> [EXCERPT TO READ]

'''

This is why disappointment was so much greater as the clergy and the bazaar left the public out in the cold following the successful Revolution. Despite the disappointment, the euphoric days following the Revolution left a residing memory: the regime can be overthrown. It is dangerous, but it is possible.

It is shortly after 4:30pm and the memorial procession has come to an end. Parastou Forouhar leaves the dervish house together with some friends of her parents. Thousands of people are still thronging outside on the street. Two dozen men surround Parastou Forouhar; they are supposed to bring her safely through the melee back to her house. It could be a triumphant procession; instead it is a disaster.

The men from the Ansar-e Hesbollah party rip the packing material and newspaper from their crowbars and truncheons and start to beat their way through the crowd in 5, 10, 15, 20 places simultaneously. The men number maybe 300 or 400 and so are undoubtedly in the minority. But they are definitely better trained in what they are doing. 

A crowbar with a weight of perhaps two or three kilograms and a length of about 70 centimetres is a horrific weapon. 

The crowd panics, bones are broken, and old women fall to the ground. Glasses fly off faces and are stamped on as the dust from the street rises. Mothers scream for their children who have gotten lost in the chaos. Some of the thugs have come on mopeds and the riders careen into the crowd. The pillion passengers hit out wildly into the crush of the screaming, whimpering, heaving, fleeing masses. Before a couple of brave souls have a chance to overpower the attackers, the thugs jump onto their mopeds and speed off. Some of the truncheon bearers hunt out specific individuals, some photographers. The hunted run through the labyrinth of streets and stumble inadvertently into cul-de-sacs; whoever gets caught here is beaten.

'''

> [EXERCISE AIM]
Please rewrite the paragraph of the memorial procession excerpt that begins "The men from the Ansar-e Hesbollah party" as a short list, keeping its main facts.

> [MATERIAL SUPPLIED]

'''

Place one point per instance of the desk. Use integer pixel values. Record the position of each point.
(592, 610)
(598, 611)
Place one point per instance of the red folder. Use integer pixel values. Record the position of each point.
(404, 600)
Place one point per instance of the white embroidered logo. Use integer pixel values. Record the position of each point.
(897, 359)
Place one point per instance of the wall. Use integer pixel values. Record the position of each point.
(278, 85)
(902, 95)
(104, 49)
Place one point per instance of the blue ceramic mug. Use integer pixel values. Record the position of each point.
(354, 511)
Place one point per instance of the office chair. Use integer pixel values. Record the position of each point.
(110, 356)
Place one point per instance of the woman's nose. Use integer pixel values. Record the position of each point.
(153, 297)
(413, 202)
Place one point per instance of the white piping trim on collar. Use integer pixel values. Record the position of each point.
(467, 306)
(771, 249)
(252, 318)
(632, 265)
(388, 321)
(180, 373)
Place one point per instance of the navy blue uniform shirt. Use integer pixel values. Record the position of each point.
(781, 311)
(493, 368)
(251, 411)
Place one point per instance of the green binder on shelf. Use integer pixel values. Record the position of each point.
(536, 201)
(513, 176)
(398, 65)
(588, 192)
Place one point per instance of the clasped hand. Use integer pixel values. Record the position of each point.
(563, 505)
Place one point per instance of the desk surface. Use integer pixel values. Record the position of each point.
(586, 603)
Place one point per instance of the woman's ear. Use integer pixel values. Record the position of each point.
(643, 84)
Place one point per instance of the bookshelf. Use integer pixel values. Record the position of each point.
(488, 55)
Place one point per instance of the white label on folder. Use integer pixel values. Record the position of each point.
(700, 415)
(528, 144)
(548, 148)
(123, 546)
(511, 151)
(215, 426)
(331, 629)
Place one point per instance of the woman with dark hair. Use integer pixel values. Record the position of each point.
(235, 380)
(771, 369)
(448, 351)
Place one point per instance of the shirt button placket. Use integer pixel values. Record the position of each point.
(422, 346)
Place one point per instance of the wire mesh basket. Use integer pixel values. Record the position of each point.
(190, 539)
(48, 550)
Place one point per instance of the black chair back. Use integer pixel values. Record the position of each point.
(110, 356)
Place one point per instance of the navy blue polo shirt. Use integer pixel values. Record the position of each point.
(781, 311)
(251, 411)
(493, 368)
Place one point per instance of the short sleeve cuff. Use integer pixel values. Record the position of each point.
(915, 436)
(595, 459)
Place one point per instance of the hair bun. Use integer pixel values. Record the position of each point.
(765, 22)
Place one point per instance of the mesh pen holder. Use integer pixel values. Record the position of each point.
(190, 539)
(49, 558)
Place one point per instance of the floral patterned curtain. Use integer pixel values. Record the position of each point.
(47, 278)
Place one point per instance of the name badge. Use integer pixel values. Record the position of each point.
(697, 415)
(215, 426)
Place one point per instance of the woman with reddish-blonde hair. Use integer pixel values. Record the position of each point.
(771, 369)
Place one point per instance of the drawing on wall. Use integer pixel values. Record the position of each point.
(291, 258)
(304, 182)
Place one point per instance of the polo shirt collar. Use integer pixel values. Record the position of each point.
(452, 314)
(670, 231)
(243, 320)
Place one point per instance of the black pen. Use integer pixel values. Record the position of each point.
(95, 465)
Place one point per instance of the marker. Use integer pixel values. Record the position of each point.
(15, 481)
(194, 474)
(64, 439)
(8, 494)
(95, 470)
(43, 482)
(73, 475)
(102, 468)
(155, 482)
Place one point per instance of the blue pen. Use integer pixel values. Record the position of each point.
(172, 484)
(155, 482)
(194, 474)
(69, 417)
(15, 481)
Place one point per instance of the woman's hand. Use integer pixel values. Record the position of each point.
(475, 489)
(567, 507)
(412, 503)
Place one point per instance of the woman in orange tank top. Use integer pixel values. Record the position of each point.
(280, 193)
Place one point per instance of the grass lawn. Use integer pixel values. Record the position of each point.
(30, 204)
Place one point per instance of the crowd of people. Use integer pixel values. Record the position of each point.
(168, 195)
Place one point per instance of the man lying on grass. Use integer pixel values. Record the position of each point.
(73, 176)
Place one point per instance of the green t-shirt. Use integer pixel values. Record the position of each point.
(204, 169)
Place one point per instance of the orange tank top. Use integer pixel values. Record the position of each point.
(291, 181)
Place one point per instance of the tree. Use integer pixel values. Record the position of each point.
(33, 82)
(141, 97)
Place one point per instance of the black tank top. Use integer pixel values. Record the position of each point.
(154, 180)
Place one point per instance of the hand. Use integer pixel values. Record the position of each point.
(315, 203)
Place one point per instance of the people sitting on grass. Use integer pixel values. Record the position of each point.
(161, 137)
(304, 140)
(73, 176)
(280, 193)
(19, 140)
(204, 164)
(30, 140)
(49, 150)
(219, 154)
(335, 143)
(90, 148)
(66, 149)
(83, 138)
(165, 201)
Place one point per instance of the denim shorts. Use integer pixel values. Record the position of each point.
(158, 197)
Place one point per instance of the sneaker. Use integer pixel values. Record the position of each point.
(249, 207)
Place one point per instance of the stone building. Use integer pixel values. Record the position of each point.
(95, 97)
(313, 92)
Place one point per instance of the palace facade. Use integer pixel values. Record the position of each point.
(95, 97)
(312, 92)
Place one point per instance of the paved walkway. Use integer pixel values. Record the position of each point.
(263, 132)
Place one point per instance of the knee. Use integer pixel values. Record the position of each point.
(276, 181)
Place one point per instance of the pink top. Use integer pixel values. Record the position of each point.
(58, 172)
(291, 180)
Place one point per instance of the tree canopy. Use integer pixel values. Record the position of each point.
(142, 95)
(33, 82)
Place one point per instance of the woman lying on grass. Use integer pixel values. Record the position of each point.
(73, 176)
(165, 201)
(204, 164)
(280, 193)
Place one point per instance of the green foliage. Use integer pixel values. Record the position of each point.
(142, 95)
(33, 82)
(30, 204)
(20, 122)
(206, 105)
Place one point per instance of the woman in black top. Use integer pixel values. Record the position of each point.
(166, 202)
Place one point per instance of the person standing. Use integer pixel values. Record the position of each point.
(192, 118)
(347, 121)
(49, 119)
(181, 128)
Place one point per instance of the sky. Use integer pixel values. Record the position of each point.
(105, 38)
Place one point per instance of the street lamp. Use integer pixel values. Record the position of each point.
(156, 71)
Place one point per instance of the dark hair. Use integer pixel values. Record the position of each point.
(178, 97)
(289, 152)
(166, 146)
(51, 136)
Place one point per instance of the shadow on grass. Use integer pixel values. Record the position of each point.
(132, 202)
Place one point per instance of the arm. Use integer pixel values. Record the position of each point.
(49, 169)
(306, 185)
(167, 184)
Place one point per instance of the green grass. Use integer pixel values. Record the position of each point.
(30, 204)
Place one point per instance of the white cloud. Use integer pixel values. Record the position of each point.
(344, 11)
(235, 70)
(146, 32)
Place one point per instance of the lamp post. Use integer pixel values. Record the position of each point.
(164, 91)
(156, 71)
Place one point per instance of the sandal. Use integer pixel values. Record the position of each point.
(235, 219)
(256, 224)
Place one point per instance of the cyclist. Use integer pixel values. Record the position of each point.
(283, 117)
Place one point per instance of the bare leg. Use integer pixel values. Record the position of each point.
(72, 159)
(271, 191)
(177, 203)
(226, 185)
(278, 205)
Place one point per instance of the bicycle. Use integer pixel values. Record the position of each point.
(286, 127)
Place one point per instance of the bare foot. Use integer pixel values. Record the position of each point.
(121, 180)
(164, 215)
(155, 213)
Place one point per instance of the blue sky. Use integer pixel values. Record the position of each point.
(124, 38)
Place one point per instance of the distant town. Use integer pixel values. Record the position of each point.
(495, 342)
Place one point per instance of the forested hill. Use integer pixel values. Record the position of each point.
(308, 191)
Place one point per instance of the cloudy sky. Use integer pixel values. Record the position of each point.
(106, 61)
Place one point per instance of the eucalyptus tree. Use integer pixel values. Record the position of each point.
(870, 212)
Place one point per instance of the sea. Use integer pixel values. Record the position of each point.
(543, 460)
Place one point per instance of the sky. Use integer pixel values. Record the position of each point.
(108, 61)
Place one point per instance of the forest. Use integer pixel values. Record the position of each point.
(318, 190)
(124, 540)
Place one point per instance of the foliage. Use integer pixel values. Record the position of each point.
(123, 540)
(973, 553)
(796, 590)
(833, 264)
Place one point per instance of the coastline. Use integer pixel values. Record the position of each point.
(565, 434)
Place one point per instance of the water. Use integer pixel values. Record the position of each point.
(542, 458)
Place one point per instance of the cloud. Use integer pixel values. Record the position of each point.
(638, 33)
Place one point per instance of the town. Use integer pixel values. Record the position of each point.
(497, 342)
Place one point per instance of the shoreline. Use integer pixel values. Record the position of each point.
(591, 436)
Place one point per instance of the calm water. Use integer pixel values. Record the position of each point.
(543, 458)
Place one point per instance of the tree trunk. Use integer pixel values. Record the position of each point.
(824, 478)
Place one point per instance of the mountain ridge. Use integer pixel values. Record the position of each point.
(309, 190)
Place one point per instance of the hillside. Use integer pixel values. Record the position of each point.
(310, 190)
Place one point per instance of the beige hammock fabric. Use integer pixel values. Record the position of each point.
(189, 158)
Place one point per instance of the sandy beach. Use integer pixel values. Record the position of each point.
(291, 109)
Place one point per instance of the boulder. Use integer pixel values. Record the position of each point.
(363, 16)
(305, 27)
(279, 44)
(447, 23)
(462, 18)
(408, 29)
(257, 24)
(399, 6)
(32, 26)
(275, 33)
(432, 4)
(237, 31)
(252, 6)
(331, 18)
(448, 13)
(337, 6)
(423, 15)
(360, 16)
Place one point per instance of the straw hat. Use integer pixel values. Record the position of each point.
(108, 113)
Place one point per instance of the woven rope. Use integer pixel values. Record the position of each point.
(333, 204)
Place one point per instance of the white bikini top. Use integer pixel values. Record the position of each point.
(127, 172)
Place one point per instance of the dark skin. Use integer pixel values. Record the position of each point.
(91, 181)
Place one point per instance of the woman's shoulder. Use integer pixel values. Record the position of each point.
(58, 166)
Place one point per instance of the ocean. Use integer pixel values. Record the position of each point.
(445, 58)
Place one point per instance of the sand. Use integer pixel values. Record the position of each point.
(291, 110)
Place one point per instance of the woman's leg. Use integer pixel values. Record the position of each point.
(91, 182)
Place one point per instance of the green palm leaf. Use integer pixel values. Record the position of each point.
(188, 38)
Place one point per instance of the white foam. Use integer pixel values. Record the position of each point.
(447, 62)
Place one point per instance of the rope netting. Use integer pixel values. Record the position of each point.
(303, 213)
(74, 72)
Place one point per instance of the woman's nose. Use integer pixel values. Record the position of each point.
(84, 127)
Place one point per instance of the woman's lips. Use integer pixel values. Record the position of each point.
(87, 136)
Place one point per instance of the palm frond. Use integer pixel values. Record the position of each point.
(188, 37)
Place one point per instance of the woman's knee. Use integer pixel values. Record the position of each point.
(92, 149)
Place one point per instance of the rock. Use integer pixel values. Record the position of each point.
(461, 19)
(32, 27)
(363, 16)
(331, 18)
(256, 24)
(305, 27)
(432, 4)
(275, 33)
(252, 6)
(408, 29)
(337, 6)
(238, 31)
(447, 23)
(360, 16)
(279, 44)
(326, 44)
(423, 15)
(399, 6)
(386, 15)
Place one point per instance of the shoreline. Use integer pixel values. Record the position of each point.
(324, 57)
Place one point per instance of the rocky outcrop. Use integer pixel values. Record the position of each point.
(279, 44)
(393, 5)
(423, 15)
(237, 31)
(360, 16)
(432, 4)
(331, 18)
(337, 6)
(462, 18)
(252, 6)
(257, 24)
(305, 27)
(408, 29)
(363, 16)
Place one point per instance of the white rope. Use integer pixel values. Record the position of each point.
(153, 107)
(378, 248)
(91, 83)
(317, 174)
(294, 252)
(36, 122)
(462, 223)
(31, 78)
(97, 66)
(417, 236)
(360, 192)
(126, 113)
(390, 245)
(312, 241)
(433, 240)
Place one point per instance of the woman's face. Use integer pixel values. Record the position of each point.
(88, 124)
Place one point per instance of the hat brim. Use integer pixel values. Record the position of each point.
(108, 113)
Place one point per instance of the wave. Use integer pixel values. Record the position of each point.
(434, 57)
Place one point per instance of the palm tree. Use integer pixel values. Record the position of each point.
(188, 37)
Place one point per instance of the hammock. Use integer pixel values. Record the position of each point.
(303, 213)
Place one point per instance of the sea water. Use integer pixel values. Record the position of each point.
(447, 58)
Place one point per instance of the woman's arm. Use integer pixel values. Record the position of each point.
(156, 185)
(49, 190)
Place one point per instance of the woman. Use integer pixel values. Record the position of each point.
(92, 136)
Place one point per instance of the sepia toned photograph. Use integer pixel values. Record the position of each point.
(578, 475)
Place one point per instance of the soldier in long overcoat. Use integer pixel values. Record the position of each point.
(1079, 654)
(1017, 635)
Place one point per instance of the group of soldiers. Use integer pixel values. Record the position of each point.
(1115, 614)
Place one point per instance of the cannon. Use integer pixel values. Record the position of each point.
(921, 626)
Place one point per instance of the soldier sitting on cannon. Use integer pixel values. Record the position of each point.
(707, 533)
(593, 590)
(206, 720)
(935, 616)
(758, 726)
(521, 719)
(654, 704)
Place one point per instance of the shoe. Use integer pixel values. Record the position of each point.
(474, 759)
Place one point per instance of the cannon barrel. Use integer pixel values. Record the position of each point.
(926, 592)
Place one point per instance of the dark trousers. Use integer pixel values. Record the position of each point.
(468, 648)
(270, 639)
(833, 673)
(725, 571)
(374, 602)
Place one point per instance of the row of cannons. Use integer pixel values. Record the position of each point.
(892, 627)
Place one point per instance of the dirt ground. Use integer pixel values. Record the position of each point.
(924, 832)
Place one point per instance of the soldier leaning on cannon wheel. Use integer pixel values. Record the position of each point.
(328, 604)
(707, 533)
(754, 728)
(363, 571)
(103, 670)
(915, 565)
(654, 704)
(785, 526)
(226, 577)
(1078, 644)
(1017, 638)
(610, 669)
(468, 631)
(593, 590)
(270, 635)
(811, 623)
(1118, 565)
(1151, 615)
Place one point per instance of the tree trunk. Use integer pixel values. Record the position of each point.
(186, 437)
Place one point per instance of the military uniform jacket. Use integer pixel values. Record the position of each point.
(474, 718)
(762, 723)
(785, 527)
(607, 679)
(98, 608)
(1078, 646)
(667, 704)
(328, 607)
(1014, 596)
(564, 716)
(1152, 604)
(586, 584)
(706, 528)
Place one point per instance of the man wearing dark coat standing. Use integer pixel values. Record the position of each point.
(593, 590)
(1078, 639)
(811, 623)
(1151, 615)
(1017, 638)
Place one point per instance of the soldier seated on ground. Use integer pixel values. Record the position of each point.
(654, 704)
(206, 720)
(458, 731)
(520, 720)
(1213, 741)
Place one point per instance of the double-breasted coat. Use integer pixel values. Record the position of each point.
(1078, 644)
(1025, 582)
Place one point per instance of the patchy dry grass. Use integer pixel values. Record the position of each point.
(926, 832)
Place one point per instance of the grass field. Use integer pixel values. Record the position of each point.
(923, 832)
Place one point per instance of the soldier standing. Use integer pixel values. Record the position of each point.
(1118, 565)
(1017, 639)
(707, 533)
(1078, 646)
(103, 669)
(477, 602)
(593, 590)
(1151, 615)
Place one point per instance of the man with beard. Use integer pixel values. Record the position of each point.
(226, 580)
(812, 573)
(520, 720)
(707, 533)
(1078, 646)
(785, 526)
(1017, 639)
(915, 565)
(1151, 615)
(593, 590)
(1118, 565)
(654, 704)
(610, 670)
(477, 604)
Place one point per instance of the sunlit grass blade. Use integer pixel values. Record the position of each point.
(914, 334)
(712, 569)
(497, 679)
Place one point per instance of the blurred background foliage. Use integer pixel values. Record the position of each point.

'''

> [ANSWER FOR THE TASK]
- Men from the Ansar-e Hesbollah party tear the packing material and newspaper off their crowbars and truncheons.
- They beat their way through the crowd in 5, 10, 15, 20 places at once.
- At maybe 300 or 400, they are clearly in the minority.
- They are better trained in what they are doing.